> _INSTRUCTION 1_: In the passage on power system flexibility metrics, which metrics did Lannoye et al. propose for identifying flexibility deficiencies?
> _INSTRUCTION 2_: Check each statement against the passage on power system flexibility metrics and answer yes or no, quoting the deciding words: (a) The IRRE is determined from the cumulative density function of available ramping resources. (b) The IRRE deals only with upward net load ramps. (c) The IRRE is useful only for long-term system adequacy.
> _INSTRUCTION 3_: Please rewrite the passage on power system flexibility metrics from "In addition to" to "in power systems.", swapping "power systems" for "electricity grids".

In addition to the aforementioned methods, Lannoye et al. [21] proposed a set of metrics aimed at identifying flexibility deficiencies in power systems, which include Periods of Flexibility Deficits, Insufficient Ramping Resource Expectation (IRRE), and Expected Unserved Ramping [5]. Among these, the IRRE has become particularly prominent as a metric for quantifying the risk of ramping resource shortages in power systems.
The IRRE was developed to quantify the anticipated frequency of instances in which a power system is unable to accommodate upward or downward net load ramps. This metric is determined by calculating the cumulative density function of available ramping resources, enabling system operators to pinpoint periods where ramping capacity may be insufficient. The IRRE has proven to be an effective tool in evaluating flexibility, particularly in systems with a high penetration of variable VRESs, offering valuable insights for both short-term operational planning and long-term system adequacy.

[Point annotation dataset entries]
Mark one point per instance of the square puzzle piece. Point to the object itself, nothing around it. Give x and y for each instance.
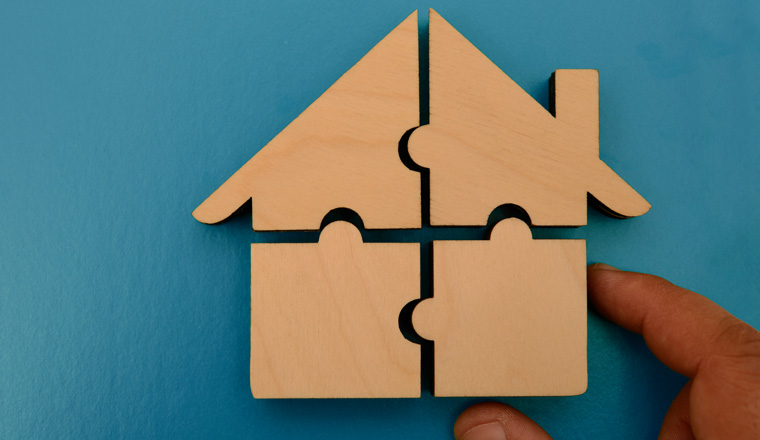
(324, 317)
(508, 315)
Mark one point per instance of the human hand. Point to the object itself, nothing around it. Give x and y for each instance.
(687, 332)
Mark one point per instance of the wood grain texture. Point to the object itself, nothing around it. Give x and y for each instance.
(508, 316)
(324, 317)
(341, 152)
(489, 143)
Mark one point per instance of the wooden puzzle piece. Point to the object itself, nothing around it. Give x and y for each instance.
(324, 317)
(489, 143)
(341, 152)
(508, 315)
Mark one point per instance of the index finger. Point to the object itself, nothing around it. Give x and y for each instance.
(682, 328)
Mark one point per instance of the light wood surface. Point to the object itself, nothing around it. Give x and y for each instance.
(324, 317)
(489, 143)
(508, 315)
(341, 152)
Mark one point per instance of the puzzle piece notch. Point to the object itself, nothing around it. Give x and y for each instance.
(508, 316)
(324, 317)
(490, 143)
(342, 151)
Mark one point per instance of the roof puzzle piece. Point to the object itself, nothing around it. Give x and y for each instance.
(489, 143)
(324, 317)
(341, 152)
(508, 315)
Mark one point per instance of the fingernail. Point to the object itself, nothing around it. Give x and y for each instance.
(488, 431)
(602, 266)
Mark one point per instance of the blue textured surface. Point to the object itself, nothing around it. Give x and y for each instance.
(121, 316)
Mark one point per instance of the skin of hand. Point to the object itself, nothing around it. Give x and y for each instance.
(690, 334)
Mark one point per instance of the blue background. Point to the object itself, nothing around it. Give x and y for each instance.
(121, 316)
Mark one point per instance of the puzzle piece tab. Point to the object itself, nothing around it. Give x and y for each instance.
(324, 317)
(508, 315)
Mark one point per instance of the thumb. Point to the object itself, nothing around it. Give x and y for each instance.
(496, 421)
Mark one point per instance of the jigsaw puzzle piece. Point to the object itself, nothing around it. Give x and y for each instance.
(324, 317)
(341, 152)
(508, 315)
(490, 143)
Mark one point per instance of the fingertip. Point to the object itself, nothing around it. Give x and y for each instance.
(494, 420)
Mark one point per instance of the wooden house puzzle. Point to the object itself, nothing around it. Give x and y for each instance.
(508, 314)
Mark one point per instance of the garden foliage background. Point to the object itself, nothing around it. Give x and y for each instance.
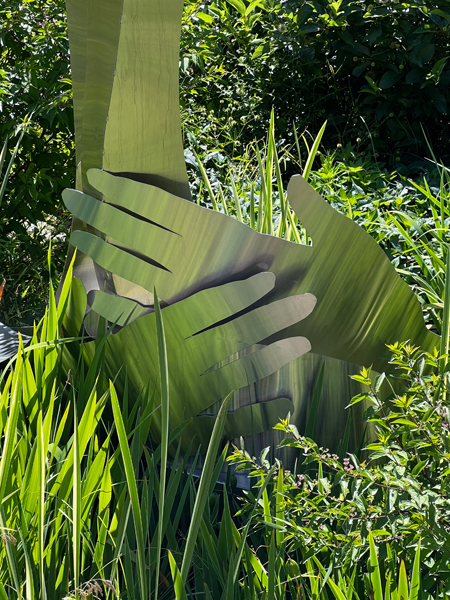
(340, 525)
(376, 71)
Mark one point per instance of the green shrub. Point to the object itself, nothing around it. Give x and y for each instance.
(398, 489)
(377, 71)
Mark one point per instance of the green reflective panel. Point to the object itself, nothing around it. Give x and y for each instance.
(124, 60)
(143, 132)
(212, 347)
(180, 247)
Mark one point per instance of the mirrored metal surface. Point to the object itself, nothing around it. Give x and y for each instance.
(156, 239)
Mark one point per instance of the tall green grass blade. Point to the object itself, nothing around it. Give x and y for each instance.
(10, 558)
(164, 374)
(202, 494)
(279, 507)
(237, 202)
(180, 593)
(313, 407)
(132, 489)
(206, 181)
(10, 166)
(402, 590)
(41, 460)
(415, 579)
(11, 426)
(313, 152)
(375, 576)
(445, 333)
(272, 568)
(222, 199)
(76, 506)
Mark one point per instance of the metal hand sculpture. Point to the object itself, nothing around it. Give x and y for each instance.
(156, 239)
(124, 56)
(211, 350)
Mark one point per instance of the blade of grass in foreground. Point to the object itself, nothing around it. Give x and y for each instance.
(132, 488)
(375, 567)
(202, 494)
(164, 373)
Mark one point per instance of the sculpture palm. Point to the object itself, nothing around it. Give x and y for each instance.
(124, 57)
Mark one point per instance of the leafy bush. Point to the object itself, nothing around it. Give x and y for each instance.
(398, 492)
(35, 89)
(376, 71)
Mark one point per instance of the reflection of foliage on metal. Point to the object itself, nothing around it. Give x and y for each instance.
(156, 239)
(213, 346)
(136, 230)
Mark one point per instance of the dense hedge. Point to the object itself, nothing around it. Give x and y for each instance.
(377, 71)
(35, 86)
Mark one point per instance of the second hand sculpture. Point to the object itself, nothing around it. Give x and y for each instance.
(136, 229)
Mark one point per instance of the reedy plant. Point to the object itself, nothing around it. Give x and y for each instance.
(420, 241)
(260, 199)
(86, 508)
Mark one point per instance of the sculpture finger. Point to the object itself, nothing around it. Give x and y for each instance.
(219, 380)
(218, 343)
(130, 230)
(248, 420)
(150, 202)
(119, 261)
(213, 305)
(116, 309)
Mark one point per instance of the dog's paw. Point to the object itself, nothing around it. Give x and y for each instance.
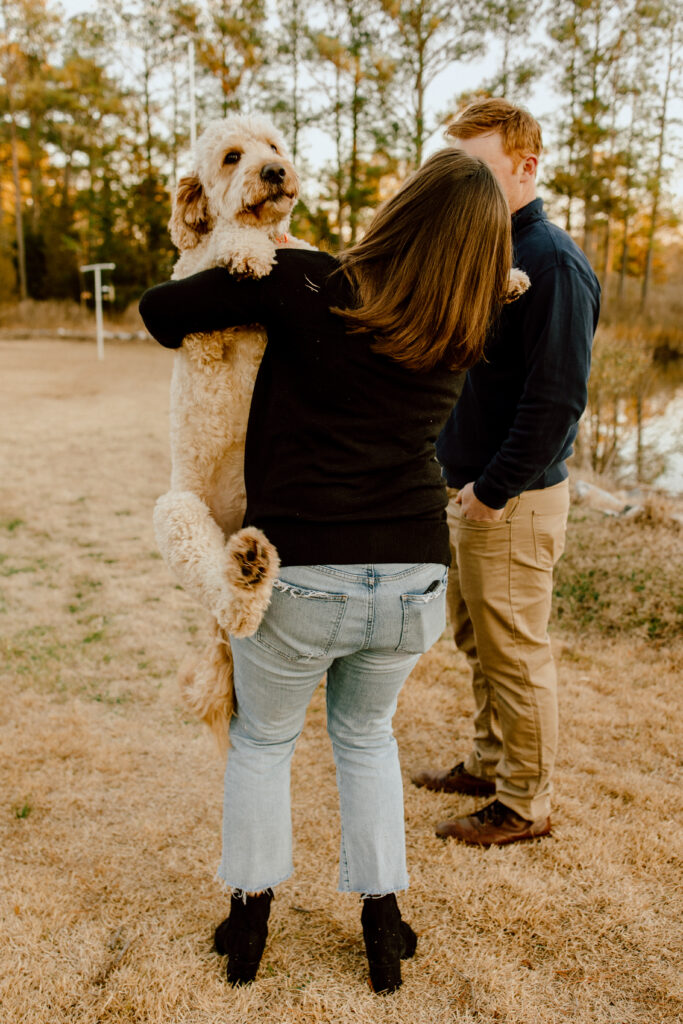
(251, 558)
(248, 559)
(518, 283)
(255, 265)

> _FULL RESPONSE 1_: Periods of Flexibility Deficits, Insufficient Ramping Resource Expectation (IRRE), and Expected Unserved Ramping.

> _FULL RESPONSE 2_:
(a) Yes: "This metric is determined by calculating the cumulative density function of available ramping resources"
(b) No: "unable to accommodate upward or downward net load ramps"
(c) No: "offering valuable insights for both short-term operational planning and long-term system adequacy"

> _FULL RESPONSE 3_:
In addition to the aforementioned methods, Lannoye et al. [21] proposed a set of metrics aimed at identifying flexibility deficiencies in electricity grids, which include Periods of Flexibility Deficits, Insufficient Ramping Resource Expectation (IRRE), and Expected Unserved Ramping [5]. Among these, the IRRE has become particularly prominent as a metric for quantifying the risk of ramping resource shortages in electricity grids.